======== Document excerpt

The science was said to find the manual was not folded at the time of blast, meaning it was outside its narrow box, perhaps way out amongst the clothes. That becomes a bit more plausible. But then why were other bits of the same manual blasted into the blue babygro thought to be wrapped directly around the bomb radio box? Of all the fishy clues that suggest planting, this fishy plant would surely grow the most fish if planted.
These clues appeared to me before the context. I was asking why it had to be the RT-SF16 that wound up in the rubble, to necessitate something so obviously foul? The answer I found is put forth by, for example, the esteemed Richard Marquise, onetime overseer of the FBI's investigation. In a "letter to" Lucy Adams, Marquise pointed out how the model of radio itself indicates Libyan guilt:
"It was a senior Libyan official who had ordered the majority of all the Toshiba radios similar to that which carried the bomb. This official also talked in 1986 about putting a bag on a British or American flight from Malta. Ask why?"As for the talk of bombing planes, Mr. Marquise will be aware that was a dubious claim of desperate defector A.M. Giaka. The official referred to is Said Rashid, head of JSO operations section, who "asked" Giaka himself - a driver for the JSO - to write a report about bombing planes. It's clearly a rubbish claim, among those first offered on the FBI's boat in mid-1991 in order to win witness protection for him and his wife and impending baby. It was dismissed by the Zeist judges, along with Giaka in general, and virtually everything else he said.
As for Rashid's company's purchase of the radios in question, another unbiased expert, Lord Advocate (prosecution) for the Scottish Crown at trial, Lord Colin Boyd, said in remarks on 28 August 2001:
"As if in confirmation of Libya's involvement during the preparation for the trial evidence was obtained from Toshiba which showed that during October 1988 20,000 black Toshiba RT-SF 16 radio cassettes, the type used in the Pan Am bomb, were shipped to Libya. Of the total world-wide sales of that model 76% were sold to General Electric Company of Libya whose chairman was Said Rashid.October 1988, just two month before the bombing, they made sure to conspicuously corner the market on the exact radio they'd turn into a bomb. Not wise, unless you're framing yourself. Some confirmation of the Libyan BomBeat connection did come from the trial:
Accordingly, its clear that the move of interest by investigators away from the PFLPGC and towards Libya was as a result of the evidence which was discovered and not as a result of any political interference in the investigation."
"Two employees of Toshiba confirmed in their evidence that their company had supplied 20,000 Toshiba RT SF 16 Bombeat radio cassette recorders to Libya in October 1988. It is alleged that the bomb was contained within such a cassette recorder." LTBU daily report, 26 July 2000Well that certainly depends on how pure the evidence itself was to begin with. But if we accept this claim, there would seem to be a rough correlation - all things being equal - that if you find a SF-16, it's about 76% likely to be JSO-owned, at least until it was stolen from them. That still leaves a 24% rate of non-JSO probability, and of course all things are not equal.

================

* [Stated exercise]: Transcribe the portion of the passage on the Toshiba radio evidence that begins with the words "The science was" and ends with "fish if planted.".

======== Material

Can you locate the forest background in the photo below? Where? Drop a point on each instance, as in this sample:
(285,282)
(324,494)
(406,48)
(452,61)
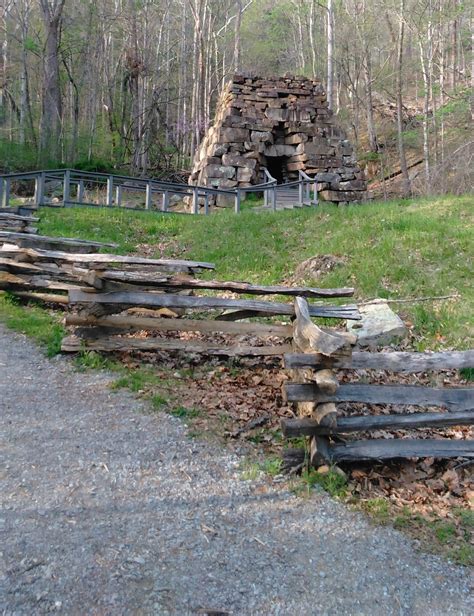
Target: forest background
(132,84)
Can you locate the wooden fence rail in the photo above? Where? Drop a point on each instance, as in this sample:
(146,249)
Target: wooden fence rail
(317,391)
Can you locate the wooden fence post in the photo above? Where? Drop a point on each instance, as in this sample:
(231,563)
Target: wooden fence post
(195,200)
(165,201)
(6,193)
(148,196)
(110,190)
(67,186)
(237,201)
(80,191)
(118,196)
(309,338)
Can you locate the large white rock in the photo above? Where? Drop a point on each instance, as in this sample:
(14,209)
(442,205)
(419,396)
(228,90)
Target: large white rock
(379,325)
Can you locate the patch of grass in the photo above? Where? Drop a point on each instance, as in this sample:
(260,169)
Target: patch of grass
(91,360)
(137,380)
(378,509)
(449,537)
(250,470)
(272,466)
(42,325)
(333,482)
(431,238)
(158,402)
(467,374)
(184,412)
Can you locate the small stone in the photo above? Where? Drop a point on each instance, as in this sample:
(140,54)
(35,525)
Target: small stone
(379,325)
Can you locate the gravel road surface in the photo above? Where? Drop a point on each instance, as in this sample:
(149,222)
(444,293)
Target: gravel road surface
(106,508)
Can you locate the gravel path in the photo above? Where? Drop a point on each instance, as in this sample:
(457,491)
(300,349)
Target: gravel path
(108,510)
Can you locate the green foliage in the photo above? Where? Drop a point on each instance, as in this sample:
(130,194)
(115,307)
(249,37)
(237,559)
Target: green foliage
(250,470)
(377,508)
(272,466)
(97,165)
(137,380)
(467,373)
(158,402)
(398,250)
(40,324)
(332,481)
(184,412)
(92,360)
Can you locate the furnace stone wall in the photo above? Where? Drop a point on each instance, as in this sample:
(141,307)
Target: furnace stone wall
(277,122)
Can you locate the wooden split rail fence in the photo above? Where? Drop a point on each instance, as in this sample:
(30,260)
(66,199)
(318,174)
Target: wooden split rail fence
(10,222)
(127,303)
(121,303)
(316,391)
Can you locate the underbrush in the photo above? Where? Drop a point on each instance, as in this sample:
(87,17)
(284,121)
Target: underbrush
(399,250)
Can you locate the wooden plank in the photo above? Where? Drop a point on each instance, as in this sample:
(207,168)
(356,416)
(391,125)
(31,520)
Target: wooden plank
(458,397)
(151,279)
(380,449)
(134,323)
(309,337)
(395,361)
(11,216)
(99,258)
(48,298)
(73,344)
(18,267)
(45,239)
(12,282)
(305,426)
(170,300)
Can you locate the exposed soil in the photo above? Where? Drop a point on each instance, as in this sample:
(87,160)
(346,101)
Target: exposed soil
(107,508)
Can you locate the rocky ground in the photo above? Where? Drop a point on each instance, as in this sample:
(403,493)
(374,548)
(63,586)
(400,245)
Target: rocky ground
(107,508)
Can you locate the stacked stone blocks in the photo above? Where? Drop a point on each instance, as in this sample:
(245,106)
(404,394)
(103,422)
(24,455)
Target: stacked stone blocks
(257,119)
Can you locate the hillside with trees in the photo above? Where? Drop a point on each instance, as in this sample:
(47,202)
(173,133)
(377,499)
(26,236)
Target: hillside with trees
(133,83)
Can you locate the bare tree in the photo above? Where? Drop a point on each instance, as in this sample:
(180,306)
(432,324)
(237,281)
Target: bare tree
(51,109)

================
======== Material

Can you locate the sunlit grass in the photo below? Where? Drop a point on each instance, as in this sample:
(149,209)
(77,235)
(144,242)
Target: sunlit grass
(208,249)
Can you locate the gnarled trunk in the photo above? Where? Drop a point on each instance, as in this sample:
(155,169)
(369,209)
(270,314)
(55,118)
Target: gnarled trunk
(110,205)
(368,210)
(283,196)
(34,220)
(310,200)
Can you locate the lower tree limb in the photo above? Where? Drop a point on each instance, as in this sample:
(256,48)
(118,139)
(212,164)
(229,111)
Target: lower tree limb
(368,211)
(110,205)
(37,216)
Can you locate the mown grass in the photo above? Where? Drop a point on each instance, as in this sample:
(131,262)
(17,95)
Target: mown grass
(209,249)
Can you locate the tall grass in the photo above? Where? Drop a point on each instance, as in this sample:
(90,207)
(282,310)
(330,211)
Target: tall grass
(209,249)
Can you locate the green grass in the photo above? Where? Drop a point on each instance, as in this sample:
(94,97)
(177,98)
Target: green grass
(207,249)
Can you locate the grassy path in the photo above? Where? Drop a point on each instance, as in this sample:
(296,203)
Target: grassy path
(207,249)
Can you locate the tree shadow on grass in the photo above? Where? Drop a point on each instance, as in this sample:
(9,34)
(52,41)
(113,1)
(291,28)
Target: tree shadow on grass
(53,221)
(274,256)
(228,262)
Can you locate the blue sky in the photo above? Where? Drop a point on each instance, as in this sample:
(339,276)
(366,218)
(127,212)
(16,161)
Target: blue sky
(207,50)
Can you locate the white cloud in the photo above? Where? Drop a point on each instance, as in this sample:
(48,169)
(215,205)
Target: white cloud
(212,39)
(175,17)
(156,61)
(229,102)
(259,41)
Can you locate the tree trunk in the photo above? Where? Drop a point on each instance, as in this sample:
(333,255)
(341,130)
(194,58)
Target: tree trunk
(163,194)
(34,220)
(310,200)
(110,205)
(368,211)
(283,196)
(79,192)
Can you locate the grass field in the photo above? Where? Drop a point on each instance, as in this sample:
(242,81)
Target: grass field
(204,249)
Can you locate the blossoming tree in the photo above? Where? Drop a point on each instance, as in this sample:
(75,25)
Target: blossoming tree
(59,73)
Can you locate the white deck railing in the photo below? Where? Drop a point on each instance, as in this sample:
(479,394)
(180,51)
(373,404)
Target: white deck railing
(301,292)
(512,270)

================

* [Exercise answer]:
The science was said to find the manual was not folded at the time of blast, meaning it was outside its narrow box, perhaps way out amongst the clothes. That becomes a bit more plausible. But then why were other bits of the same manual blasted into the blue babygro thought to be wrapped directly around the bomb radio box? Of all the fishy clues that suggest planting, this fishy plant would surely grow the most fish if planted.